### DOCUMENT SECTION
——————
Thursday, April 19, 2007

Solar Cells That Work All Day

On the surface of a new photovoltaic prototype, microscopic nanotube towers perform best when they catch light on their sides.

By David Talbot


3-D solar: Jud Ready, a senior research engineer at the Georgia Tech Research Institute, holds up a prototype photovoltaic material that is efficient at generating electricity when sunlight strikes it from many different angles. The surface is covered with thousands of microscopic tower structures that are 100 micrometers tall, 40 micrometers wide, and spaced 10 micrometers apart.

Solar cells generally crank out the most power at noon, when the sun is at its highest point and can strike the cell at a 90-degree angle. Before and after noon, efficiencies drop off. But researchers Georgia Tech Research Institute have come up with a prototype that does the opposite. Their solar cell, whose surface consists of hundreds of thousands of 100-micrometer-high towers, catches light at many angles and actually works best in the morning and afternoon.

"It may be intuitive: when the light goes straight down, the only interaction is with the tops of towers and the 'streets' below," says Jud Ready, senior research engineer at the institute's Electro-Optical Systems Laboratory. "But at an angle, the light has an opportunity to reflect off the sides of the towers." When the sun is at a 90-degree angle, the prototype delivers only 3.5 percent efficiency. But it delivers better efficiencies at many other angles and is actually at its peak efficiency--7 percent--when light comes in at a 45-degree angle. That means the device operates at relatively high efficiencies during much of the day and has two efficiency peaks: one before noon, and one after noon.

While those efficiencies are too low for commercialization, Ready is working on optimizing the size and spacing of his towers as well as their chemical composition. As a first application, his sights are set on powering spacecraft and satellites, which could benefit from solar cells that don't require a mechanical means of moving the orientation of the cell to keep it facing the sun. "Anytime you have anything mechanical, it breaks," says Ready. "In space, that is fabulously difficult to try and repair."

Construction of the towers begins with a foundation of silicon wafers coated with a patterned layer of iron. The iron-coated areas become a seedbed for carbon nanotubes, which are grown using standard chemical vapor deposition; the carbon--separated from hydrocarbon gases in a furnace--assembles into nanotubes on the iron areas. The finished towers, each made of arrays of nanotubes, are 100 micrometers tall, 40 micrometers wide, and 10 micrometers apart.

Once the carbon-nanotube towers are complete, they are coated with cadmium-telluride and cadmium-sulfide semiconductors, which do the work of electron generation. Finally, a thin coating of indium tin oxide is deposited to serve as an electrode. In the finished cells, as with some other nanosolar approaches, the nanotubes serve both as a scaffold for the photovoltaic material and also as a conductor to help move electrons to the electrodes. (See "Cheap Nano Solar Cells.") In Ready's technology, each square centimeter of the finished solar cell contains 40,000 towers, and each tower consists of millions of vertically aligned carbon nanotubes.

Ready says that over the next two years, he will scale up the prototypes and test them to ensure that they can survive a rocket launch and the harsh environment of space. He is also trying to make the technology work with semiconductors other than cadmium telluride, which is considered too toxic for widespread commercial use. If all goes well, some version of the technology could be commercialized in five to ten years, Ready says.
——————
### DATA PROVIDED
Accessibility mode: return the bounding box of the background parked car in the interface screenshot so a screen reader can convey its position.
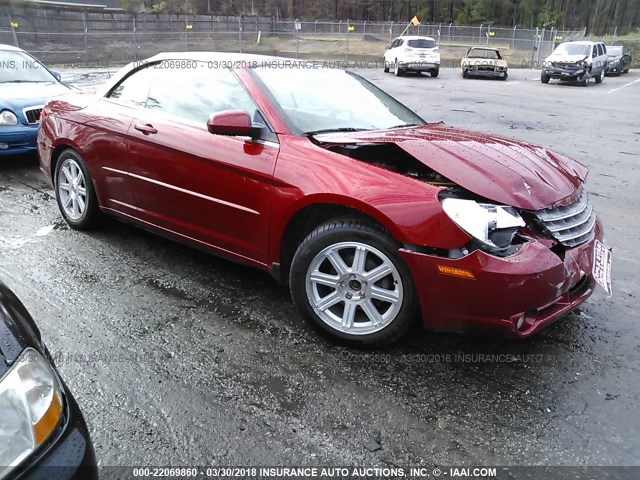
[0,282,97,480]
[540,41,609,86]
[607,45,631,75]
[0,44,70,156]
[38,52,610,345]
[460,47,509,80]
[384,36,440,77]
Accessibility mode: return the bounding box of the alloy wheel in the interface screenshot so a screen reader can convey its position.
[57,158,87,220]
[305,242,404,335]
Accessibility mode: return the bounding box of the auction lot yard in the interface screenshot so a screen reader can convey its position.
[0,69,640,466]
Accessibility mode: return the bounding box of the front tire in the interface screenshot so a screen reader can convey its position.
[393,60,403,77]
[289,220,416,346]
[54,148,100,230]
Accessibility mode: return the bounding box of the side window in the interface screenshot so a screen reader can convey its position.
[107,67,153,107]
[146,62,257,125]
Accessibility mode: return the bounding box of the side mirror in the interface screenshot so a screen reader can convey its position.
[207,110,256,137]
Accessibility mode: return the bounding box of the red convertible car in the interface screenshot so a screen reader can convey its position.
[38,52,610,345]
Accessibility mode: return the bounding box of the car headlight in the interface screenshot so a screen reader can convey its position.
[0,110,18,126]
[442,198,525,248]
[0,348,63,478]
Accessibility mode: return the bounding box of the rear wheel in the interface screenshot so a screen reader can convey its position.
[289,220,417,345]
[54,149,100,230]
[596,68,605,83]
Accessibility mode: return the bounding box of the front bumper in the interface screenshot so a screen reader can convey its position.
[0,124,38,156]
[9,376,98,480]
[542,67,589,80]
[606,62,624,75]
[400,220,603,337]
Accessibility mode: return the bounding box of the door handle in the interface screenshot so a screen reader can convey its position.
[133,123,158,135]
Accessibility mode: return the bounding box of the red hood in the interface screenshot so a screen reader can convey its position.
[315,123,588,210]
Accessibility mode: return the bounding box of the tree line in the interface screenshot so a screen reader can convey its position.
[120,0,640,35]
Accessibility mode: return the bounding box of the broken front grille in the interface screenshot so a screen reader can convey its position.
[23,105,42,124]
[535,192,596,247]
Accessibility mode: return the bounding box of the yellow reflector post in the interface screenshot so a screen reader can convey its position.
[438,265,476,280]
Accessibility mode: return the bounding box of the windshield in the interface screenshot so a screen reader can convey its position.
[251,63,425,134]
[407,38,436,48]
[553,43,591,57]
[469,48,502,60]
[0,50,56,83]
[607,47,622,57]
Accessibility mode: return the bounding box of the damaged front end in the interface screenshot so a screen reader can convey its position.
[318,127,603,337]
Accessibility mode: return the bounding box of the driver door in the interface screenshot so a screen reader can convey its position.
[124,62,279,264]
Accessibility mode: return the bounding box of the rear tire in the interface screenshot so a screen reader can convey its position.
[53,148,100,230]
[289,219,417,346]
[596,68,605,83]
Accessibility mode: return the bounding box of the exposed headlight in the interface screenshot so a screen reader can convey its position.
[0,110,18,126]
[442,198,525,248]
[0,348,63,478]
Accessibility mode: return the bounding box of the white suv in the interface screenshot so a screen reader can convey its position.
[540,41,609,85]
[384,36,440,77]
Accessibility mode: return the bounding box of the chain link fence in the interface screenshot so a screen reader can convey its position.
[0,8,585,68]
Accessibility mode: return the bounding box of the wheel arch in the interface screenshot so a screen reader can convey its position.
[272,200,402,283]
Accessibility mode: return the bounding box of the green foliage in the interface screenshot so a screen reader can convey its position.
[114,0,640,35]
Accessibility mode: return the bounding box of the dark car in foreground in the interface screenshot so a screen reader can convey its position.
[0,282,97,480]
[38,52,610,344]
[607,45,631,75]
[0,44,70,157]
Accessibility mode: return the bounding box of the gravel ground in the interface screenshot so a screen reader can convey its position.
[0,65,640,465]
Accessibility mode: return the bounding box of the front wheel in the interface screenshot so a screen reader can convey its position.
[54,149,100,230]
[289,220,416,346]
[393,60,402,77]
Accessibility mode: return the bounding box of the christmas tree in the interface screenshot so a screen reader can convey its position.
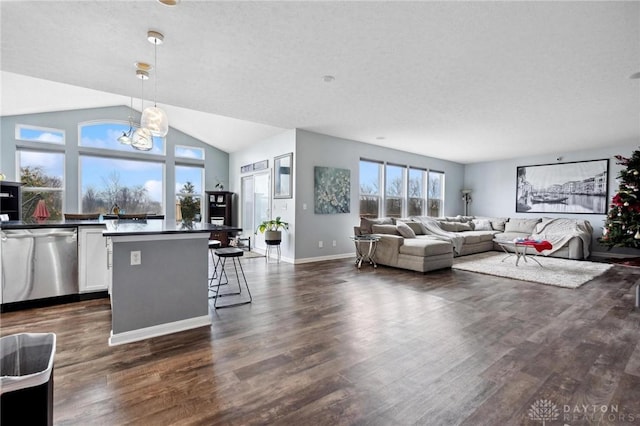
[599,150,640,249]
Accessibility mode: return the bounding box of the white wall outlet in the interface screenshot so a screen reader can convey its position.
[131,250,142,265]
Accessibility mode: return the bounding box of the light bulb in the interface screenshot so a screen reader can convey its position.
[131,127,153,151]
[140,106,169,136]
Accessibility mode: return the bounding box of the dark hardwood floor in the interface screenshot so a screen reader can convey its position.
[1,258,640,426]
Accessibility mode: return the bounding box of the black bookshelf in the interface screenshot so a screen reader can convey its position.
[0,180,22,220]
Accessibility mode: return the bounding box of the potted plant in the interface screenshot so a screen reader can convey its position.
[256,216,289,243]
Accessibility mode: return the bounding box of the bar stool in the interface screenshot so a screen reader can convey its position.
[209,240,222,288]
[209,247,253,309]
[264,240,280,263]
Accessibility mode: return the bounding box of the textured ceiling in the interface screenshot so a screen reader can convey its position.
[0,0,640,163]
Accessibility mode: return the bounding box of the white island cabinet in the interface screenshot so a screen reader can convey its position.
[78,225,111,293]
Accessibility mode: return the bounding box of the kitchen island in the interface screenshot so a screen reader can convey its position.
[103,220,241,345]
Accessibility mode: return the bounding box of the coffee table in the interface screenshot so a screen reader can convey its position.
[493,239,543,268]
[349,235,380,269]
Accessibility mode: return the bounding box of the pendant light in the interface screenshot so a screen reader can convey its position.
[131,68,153,151]
[118,96,133,145]
[140,30,169,136]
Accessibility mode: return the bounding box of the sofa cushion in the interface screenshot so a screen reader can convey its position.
[396,221,416,238]
[460,231,497,244]
[491,217,508,231]
[360,217,393,234]
[400,238,453,257]
[471,219,493,231]
[504,218,540,235]
[439,220,459,232]
[496,232,531,241]
[371,224,400,235]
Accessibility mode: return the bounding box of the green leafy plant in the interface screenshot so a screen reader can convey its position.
[256,216,289,234]
[178,182,200,222]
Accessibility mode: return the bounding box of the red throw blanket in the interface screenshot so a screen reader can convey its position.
[516,240,553,253]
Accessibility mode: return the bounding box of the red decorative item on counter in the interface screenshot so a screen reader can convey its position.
[32,200,50,220]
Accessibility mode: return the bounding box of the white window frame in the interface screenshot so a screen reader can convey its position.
[15,124,67,146]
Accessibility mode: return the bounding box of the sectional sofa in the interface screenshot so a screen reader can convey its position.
[354,216,593,272]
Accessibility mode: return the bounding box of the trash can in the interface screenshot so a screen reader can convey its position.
[0,333,56,426]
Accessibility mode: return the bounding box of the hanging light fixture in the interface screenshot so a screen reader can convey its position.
[131,68,153,151]
[118,96,133,145]
[140,30,169,136]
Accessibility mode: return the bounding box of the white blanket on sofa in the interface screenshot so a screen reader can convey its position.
[411,216,464,254]
[531,218,593,259]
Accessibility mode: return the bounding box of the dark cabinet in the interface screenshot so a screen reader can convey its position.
[206,191,234,247]
[0,181,22,220]
[207,191,233,226]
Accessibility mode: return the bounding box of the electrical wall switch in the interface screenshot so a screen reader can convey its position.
[131,250,142,265]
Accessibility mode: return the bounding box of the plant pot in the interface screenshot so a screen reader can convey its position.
[264,231,282,243]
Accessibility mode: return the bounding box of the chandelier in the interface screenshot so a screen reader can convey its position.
[140,30,169,136]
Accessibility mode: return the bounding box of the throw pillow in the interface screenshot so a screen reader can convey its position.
[360,217,393,234]
[438,221,460,232]
[404,221,425,235]
[456,222,473,232]
[473,219,493,231]
[396,222,416,238]
[504,219,540,235]
[371,224,400,235]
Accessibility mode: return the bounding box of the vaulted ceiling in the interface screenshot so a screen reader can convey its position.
[0,0,640,163]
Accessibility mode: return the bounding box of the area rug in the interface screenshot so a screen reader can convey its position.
[242,251,264,259]
[452,251,613,288]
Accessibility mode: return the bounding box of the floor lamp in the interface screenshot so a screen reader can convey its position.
[461,189,471,216]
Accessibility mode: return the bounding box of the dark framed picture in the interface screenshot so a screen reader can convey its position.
[516,159,609,214]
[273,152,293,198]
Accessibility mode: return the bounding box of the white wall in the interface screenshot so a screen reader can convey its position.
[464,143,638,255]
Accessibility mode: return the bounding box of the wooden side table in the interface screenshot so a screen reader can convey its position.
[349,235,380,269]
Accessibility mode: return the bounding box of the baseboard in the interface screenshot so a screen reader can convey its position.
[294,253,356,265]
[109,315,211,346]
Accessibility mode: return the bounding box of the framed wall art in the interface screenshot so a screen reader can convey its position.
[516,159,609,214]
[273,152,293,198]
[313,166,351,214]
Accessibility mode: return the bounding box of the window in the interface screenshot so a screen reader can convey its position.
[18,150,64,221]
[78,122,165,155]
[384,164,405,217]
[174,145,204,160]
[176,166,204,222]
[407,168,427,216]
[360,159,444,218]
[360,160,382,218]
[428,170,444,217]
[80,155,164,214]
[16,124,65,145]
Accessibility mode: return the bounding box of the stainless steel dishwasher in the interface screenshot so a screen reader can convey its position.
[0,228,78,304]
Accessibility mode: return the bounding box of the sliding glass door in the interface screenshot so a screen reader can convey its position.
[241,172,271,250]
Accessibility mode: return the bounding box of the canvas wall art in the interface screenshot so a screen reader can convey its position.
[314,166,351,214]
[516,159,609,214]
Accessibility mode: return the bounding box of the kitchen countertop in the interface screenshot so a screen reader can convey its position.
[102,220,242,237]
[0,219,242,237]
[0,219,106,229]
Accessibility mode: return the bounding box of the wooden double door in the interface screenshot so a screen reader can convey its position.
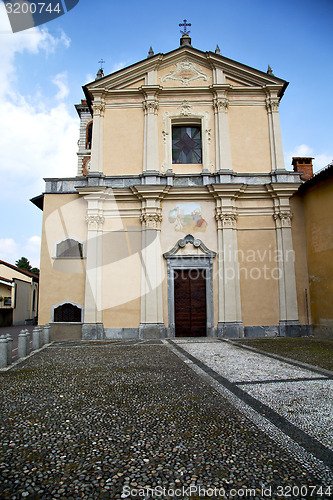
——————
### WHAT IS BEING ASKED
Please answer these about the solar cell article:
(a) What efficiency does the prototype reach when the sun is at a 90-degree angle?
(b) Which metal coats the silicon wafers where the nanotubes grow?
(c) Which semiconductor is called too toxic for widespread commercial use?

### THE ANSWER
(a) 3.5 percent
(b) Iron
(c) Cadmium telluride